══ Text segment ══
The point is that vhost code should be coupled loosely with virtio. If 
you try to "borrow" EventNotifier from virtio, you need to deal with a 
lot of synchrization. An exampleis the masking stuffs.


>
>> Then the layer is still isolated and you have a much simpler context to
>> work that you don't need to care a lot of synchornization:
>>
>> 1) vq masking
> This EventNotifier is not used for masking, it does not change from
> the start of the shadow virtqueue operation through its end. Call fd
> sent to vhost/vdpa device does not change either in shadow virtqueue
> mode operation with masking/unmasking. I will try to document it
> better.
>
> I think that we will need to handle synchronization with
> masking/unmasking from the guest and dynamically enabling SVQ
> operation mode, since they can happen at the same time as long as we
> let the guest run. There may be better ways of synchronizing them of
> course, but I don't see how moving to the vhost-vdpa backend helps
> with this. Please expand if I've missed it.
>
> Or do you mean to forbid regular <-> SVQ operation mode transitions and delay it
> to future patchsets?


So my idea is to do all the shadow virtqueue in the vhost-vDPA codes and 
hide them from the upper layers like virtio. This means it works at 
vhost level which can see vhost_vring_file only. When enalbed, what it 
needs is just:

1) switch to use svq kickfd and relay ioeventfd to svq kickfd
2) switch to use svq callfd and relay svq callfd to irqfd

It will still behave like a vhost-backend that the switching is done 
internally in vhost-vDPA which is totally transparent to the virtio 
codes of Qemu.

E.g:

1) in the case of guest notifier masking, we don't need to do anything 
since virtio codes will replace another irqfd for us.
═══
- **Task requirements**: Copy the shadow virtqueue passage starting at "1) switch to" and ending at "irqfd for us.", swapping every "irqfd" for "interrupt eventfd".
══ Record list ══
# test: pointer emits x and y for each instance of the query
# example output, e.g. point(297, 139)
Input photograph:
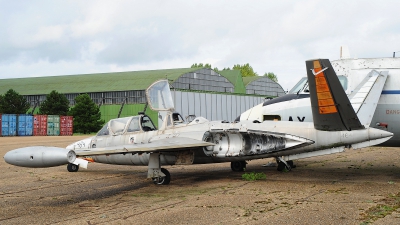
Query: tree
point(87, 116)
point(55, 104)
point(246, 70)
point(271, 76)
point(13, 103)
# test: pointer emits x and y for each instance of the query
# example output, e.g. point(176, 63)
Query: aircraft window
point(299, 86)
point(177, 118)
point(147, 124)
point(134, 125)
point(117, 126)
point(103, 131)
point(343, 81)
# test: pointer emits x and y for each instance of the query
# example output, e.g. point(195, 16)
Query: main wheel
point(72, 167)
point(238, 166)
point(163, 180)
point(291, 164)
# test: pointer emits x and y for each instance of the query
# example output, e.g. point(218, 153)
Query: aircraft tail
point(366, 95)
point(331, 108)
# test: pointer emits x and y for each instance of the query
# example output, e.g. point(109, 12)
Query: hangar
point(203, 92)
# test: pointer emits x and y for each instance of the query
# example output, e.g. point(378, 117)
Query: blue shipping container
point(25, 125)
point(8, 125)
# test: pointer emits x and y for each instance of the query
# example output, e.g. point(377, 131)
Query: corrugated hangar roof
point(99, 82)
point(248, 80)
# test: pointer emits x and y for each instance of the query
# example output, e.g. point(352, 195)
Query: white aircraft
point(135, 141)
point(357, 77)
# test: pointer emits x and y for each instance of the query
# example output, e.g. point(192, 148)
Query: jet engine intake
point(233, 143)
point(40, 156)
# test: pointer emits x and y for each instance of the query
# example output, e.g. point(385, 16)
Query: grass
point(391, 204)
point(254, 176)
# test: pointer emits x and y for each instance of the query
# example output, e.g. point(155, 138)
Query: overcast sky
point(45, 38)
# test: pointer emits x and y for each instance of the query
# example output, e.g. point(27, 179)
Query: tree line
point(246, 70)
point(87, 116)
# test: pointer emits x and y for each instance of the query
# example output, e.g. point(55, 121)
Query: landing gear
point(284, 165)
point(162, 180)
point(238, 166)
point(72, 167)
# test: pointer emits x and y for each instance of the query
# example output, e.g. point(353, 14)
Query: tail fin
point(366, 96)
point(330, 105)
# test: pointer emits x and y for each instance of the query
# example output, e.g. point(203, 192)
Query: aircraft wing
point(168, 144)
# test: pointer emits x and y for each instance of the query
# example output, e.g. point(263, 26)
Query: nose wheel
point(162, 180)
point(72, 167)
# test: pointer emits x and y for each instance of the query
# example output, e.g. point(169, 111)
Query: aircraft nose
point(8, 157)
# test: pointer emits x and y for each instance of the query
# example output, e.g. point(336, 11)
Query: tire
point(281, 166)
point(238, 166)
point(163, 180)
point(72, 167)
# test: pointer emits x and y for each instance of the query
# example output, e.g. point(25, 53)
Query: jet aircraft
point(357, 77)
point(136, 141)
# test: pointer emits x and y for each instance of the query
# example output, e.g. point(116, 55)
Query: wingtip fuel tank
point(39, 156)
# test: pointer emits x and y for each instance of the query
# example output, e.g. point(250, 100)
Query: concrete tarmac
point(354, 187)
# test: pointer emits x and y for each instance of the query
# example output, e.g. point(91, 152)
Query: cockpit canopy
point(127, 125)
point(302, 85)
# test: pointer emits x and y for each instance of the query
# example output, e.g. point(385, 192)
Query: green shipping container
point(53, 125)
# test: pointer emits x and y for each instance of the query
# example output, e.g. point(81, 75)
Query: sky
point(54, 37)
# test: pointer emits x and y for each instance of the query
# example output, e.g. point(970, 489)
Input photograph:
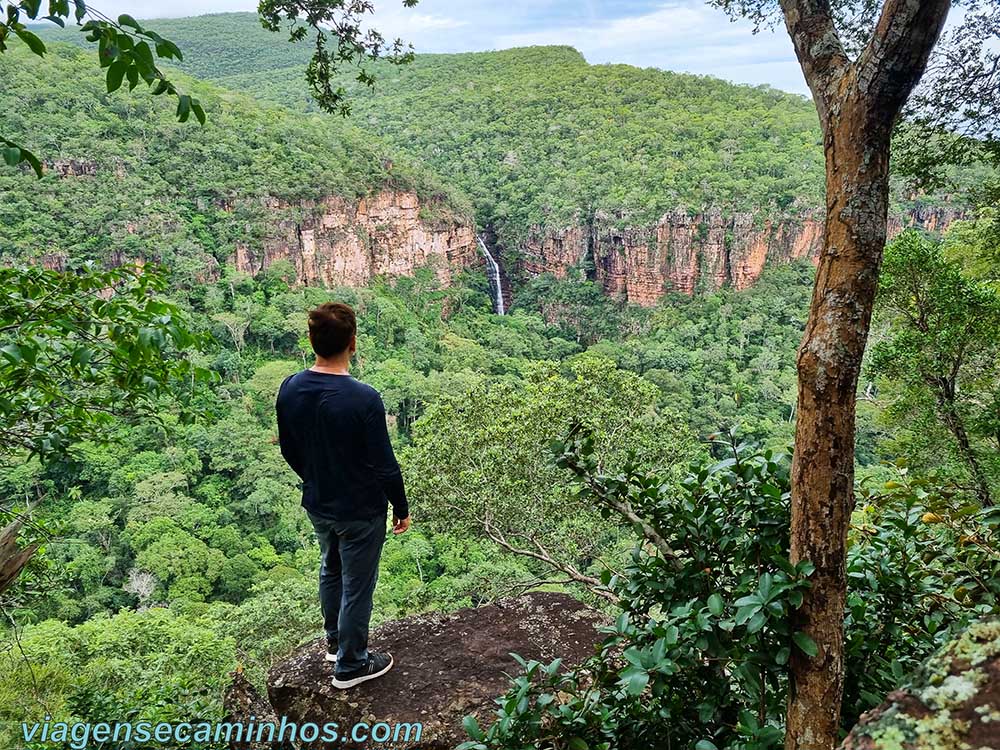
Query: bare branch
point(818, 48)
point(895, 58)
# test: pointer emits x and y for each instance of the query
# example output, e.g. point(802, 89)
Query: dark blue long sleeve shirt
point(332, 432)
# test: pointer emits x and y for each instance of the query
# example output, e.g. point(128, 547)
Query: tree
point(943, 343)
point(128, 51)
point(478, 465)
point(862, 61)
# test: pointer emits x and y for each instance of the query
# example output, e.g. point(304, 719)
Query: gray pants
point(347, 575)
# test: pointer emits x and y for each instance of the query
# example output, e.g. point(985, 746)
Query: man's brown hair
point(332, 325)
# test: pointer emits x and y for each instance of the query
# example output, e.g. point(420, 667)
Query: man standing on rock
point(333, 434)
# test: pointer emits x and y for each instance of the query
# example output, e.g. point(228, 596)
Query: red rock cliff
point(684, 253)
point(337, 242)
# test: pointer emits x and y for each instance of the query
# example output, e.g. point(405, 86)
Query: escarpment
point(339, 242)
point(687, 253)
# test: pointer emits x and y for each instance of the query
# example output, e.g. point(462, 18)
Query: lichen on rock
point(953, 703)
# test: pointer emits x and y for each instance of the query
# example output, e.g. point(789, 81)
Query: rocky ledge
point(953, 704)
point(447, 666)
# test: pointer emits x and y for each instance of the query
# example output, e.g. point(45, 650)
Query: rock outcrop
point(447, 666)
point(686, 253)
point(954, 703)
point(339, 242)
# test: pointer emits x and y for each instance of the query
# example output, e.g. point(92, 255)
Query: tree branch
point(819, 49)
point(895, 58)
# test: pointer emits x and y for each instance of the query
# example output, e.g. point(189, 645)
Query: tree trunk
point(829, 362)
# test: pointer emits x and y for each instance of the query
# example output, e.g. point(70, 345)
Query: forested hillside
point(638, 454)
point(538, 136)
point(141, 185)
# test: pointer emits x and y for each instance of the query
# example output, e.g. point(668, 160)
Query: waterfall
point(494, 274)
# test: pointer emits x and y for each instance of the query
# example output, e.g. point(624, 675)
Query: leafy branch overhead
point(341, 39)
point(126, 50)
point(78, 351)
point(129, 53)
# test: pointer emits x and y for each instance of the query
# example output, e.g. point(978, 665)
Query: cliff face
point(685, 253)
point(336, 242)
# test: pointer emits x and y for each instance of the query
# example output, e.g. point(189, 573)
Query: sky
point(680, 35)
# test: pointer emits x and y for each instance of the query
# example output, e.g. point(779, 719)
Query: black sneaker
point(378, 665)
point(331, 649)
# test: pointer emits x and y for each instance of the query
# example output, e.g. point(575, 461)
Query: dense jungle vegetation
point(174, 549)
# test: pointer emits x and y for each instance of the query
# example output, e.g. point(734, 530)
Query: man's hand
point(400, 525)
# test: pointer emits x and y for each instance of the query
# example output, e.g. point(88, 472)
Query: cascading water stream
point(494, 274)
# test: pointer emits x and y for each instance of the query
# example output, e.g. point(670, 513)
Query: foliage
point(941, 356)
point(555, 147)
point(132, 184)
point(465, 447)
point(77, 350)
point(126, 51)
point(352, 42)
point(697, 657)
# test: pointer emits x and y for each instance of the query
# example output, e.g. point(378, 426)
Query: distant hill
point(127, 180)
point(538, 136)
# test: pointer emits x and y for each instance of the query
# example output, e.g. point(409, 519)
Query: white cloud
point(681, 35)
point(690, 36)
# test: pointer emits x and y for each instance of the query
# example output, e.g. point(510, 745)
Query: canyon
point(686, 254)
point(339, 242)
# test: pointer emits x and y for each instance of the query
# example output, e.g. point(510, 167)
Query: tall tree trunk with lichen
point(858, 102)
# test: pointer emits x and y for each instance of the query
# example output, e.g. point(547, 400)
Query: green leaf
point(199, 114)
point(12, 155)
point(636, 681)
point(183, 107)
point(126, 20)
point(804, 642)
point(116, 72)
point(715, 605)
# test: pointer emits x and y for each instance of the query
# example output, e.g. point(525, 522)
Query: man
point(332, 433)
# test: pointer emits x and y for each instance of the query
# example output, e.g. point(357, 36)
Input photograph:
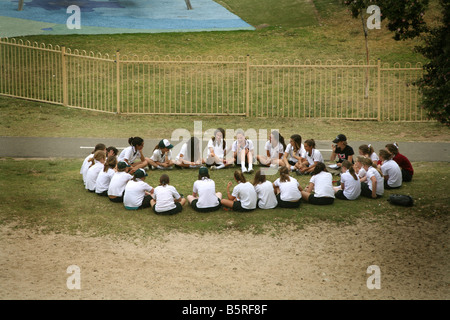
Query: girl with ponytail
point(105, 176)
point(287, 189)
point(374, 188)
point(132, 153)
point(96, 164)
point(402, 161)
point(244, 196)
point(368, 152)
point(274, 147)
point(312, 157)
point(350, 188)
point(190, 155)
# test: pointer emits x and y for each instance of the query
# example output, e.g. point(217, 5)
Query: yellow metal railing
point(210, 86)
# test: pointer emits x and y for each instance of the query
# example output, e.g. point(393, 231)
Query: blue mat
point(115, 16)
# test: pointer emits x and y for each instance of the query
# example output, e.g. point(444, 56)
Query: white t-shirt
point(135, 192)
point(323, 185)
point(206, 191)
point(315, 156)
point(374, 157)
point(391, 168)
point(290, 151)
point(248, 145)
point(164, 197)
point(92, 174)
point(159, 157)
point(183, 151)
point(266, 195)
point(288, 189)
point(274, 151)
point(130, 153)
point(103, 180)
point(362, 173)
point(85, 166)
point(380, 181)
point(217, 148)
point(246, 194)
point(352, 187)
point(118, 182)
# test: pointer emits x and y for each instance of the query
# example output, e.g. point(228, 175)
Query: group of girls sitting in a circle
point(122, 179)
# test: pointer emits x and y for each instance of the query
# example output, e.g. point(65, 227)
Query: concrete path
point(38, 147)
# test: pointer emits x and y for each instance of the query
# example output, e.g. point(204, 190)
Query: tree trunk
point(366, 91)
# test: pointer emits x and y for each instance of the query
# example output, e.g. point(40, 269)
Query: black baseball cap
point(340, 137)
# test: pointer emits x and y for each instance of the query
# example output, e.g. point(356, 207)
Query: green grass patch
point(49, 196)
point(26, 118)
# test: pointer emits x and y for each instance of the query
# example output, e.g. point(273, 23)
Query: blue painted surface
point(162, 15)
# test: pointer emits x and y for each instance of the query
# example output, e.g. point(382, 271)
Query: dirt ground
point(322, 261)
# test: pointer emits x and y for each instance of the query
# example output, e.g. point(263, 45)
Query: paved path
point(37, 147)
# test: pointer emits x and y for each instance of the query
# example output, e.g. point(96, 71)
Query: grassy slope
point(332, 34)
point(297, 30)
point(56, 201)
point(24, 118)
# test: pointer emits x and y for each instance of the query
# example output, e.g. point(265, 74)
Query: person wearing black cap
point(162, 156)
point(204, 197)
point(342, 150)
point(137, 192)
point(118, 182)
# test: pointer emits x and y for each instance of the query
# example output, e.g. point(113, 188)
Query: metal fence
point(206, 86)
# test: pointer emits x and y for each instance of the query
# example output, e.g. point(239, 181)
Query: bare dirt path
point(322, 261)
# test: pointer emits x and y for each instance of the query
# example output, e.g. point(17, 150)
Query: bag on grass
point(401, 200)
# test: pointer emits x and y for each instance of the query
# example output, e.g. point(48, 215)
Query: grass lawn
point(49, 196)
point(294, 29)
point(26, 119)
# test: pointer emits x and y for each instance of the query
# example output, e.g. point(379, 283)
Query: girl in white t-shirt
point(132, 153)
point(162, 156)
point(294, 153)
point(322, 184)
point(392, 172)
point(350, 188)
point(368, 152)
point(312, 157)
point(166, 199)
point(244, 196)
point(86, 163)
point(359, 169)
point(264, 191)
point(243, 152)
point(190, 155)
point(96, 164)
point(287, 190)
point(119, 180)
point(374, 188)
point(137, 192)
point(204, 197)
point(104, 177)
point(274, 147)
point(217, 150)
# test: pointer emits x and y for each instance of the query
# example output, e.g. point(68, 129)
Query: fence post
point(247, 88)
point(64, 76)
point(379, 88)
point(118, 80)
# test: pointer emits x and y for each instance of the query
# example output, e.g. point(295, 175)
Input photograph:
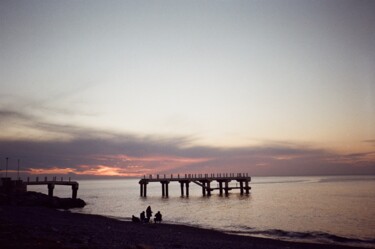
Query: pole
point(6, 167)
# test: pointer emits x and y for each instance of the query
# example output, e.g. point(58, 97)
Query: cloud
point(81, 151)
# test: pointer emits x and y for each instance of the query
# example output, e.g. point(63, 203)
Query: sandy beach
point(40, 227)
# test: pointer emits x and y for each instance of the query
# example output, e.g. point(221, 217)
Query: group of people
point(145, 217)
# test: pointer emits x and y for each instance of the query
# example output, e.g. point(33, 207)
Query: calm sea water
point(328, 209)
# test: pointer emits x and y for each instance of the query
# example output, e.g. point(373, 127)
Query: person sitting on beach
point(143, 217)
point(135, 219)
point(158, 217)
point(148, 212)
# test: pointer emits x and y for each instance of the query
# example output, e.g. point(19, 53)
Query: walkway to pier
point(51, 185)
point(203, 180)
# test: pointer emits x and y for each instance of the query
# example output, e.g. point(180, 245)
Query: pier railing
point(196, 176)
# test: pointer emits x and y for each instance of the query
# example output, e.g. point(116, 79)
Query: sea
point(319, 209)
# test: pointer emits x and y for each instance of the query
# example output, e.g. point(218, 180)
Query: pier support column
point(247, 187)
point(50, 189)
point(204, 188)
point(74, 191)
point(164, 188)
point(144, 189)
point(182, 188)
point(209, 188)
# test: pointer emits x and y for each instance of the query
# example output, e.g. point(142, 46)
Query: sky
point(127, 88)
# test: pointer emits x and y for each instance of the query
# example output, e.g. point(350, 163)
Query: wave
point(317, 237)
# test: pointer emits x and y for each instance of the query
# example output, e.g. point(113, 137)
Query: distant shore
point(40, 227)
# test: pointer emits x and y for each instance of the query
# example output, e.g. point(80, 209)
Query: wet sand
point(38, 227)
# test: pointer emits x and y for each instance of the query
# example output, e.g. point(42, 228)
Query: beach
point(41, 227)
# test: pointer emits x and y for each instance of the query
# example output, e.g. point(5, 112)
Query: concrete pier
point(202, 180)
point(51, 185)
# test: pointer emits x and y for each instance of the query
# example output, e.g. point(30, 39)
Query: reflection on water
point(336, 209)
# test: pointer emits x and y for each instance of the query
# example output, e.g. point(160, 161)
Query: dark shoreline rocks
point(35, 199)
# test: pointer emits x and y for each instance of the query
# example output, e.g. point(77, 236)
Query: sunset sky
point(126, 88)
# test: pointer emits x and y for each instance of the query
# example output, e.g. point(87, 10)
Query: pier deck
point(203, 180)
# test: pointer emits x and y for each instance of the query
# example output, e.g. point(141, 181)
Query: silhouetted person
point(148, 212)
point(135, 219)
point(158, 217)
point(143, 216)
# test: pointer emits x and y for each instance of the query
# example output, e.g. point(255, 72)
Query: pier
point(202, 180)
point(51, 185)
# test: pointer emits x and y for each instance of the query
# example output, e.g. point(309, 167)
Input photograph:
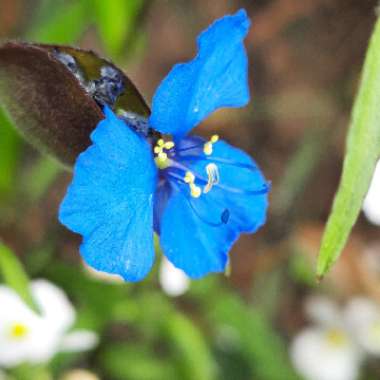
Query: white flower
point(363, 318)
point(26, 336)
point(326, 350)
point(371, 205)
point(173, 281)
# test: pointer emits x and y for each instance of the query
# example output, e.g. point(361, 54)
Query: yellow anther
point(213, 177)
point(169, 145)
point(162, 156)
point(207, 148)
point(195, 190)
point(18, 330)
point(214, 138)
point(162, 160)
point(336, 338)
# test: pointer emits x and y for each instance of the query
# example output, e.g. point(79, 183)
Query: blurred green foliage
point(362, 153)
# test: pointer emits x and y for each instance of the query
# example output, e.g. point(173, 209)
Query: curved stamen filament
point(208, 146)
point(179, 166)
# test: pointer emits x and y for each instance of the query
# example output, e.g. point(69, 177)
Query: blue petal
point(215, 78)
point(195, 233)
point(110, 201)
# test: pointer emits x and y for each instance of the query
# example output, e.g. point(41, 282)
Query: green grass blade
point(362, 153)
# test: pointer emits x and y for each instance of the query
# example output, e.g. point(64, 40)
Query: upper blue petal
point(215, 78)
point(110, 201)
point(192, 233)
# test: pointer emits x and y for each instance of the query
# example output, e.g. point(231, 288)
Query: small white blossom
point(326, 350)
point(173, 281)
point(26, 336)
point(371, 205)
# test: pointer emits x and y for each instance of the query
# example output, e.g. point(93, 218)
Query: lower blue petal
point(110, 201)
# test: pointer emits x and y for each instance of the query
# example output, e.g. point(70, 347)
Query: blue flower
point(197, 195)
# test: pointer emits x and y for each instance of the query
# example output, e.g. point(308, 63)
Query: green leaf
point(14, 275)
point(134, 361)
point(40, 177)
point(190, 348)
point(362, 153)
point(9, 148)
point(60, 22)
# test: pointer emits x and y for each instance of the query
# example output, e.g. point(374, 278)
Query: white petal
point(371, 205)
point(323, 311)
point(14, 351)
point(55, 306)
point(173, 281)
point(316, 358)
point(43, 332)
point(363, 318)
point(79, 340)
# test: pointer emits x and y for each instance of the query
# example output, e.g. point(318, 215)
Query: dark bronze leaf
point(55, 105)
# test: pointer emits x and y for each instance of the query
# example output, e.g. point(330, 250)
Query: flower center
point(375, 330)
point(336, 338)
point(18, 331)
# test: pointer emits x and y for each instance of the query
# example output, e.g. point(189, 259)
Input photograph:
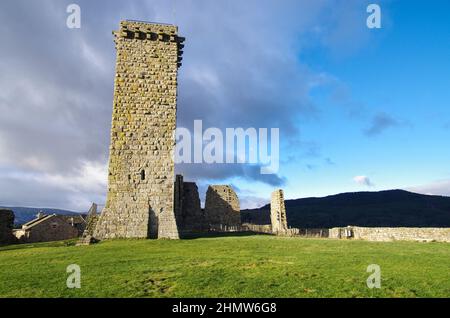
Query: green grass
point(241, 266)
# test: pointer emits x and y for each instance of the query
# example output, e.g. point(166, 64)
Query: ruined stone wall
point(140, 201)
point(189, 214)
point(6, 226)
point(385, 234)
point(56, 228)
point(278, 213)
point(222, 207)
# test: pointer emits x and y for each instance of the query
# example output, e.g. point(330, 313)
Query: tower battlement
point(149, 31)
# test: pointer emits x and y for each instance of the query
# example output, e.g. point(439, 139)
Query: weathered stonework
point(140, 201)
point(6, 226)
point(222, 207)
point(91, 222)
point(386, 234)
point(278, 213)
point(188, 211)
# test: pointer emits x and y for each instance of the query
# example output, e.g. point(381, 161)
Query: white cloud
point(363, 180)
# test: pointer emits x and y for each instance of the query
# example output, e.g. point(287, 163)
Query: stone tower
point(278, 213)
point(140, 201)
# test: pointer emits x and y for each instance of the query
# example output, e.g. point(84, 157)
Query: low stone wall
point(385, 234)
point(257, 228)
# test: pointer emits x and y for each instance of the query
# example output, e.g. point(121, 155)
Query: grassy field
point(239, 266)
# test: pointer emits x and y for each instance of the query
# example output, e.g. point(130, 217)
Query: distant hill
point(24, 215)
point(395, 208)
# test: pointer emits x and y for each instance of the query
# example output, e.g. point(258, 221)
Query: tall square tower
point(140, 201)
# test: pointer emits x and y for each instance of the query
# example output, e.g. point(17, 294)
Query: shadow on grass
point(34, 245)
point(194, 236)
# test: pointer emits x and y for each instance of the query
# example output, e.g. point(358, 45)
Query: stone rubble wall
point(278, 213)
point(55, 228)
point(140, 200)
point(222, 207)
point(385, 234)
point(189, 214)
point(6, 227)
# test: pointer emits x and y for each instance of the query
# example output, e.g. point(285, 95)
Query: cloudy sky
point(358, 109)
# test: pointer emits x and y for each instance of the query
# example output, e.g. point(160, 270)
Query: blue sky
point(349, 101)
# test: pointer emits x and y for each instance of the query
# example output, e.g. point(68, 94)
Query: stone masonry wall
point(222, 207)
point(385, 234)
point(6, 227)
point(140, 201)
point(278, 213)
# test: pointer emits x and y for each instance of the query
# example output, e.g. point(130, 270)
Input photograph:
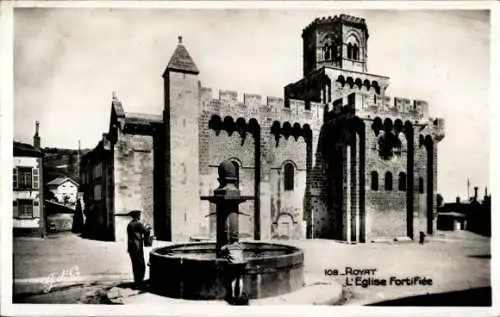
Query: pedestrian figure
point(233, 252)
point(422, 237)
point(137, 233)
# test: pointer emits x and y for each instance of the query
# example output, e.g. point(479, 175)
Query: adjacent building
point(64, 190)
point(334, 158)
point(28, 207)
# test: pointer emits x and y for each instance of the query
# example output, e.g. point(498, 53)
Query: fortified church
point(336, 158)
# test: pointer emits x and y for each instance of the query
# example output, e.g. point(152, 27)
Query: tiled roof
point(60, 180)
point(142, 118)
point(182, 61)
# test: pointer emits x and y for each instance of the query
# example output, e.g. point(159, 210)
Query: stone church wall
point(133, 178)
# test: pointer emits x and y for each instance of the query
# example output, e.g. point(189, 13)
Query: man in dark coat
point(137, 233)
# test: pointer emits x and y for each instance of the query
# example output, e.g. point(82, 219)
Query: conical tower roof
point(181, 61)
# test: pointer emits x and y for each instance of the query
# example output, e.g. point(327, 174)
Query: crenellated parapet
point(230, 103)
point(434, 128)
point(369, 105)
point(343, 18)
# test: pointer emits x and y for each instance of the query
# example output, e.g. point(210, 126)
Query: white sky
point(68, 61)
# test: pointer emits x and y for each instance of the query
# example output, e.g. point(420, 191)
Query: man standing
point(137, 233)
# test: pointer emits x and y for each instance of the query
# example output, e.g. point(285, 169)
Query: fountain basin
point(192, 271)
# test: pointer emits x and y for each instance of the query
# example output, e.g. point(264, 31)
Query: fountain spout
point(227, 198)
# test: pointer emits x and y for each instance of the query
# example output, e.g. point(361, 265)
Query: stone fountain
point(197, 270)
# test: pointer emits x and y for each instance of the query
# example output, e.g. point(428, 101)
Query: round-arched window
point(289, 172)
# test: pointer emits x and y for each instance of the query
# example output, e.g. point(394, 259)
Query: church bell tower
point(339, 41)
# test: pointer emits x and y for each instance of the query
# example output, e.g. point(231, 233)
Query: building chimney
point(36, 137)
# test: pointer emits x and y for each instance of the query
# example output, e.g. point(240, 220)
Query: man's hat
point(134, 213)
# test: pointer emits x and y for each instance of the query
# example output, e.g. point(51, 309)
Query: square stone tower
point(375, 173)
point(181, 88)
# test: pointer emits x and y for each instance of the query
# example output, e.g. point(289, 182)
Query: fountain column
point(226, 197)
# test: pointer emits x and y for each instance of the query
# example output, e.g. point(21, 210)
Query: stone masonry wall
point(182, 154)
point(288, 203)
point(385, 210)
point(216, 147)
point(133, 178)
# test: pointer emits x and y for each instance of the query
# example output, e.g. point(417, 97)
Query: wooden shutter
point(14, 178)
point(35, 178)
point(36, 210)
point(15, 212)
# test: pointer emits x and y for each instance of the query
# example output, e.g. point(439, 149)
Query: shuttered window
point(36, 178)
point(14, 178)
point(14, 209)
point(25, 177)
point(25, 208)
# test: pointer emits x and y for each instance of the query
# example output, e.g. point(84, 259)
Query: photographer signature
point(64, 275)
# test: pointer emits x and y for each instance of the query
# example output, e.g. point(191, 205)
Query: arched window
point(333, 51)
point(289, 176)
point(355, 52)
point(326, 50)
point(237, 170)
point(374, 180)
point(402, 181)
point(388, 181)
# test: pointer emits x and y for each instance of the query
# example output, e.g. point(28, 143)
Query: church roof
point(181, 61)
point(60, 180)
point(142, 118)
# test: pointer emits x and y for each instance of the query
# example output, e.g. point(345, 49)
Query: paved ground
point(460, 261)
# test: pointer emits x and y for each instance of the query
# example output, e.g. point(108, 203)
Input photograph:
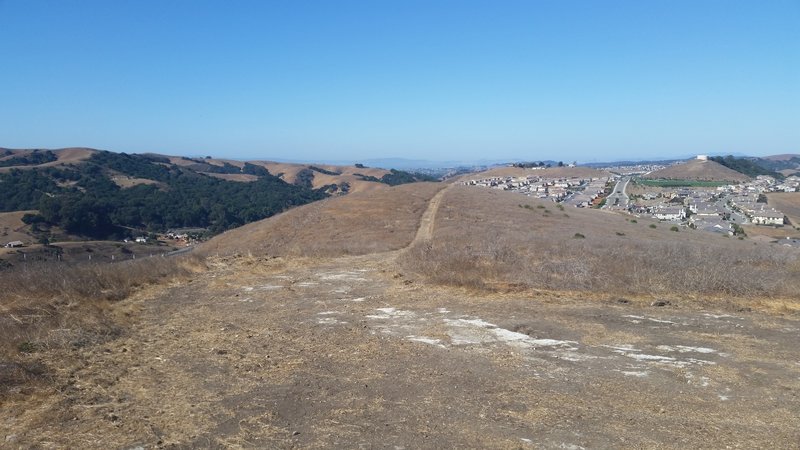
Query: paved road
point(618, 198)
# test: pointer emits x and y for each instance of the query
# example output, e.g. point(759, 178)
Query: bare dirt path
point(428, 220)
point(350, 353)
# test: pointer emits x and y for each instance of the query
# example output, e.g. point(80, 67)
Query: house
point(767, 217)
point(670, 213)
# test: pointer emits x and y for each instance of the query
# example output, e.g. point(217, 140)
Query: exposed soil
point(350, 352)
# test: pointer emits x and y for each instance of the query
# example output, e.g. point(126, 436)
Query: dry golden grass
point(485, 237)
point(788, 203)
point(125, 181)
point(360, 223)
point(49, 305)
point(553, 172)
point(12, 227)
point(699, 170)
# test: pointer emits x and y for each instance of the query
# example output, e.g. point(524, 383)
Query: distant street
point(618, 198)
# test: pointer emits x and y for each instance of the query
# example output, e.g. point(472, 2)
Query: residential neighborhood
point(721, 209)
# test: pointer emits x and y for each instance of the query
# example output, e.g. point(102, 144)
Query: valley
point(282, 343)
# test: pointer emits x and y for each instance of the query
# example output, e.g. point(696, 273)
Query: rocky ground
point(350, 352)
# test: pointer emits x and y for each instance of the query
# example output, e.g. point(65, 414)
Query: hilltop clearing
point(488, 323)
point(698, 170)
═══
- **Solution for this exercise**:
1) switch to use svq kickfd and relay ioeventfd to svq kickfd
2) switch to use svq callfd and relay svq callfd to interrupt eventfd

It will still behave like a vhost-backend that the switching is done 
internally in vhost-vDPA which is totally transparent to the virtio 
codes of Qemu.

E.g:

1) in the case of guest notifier masking, we don't need to do anything 
since virtio codes will replace another interrupt eventfd for us.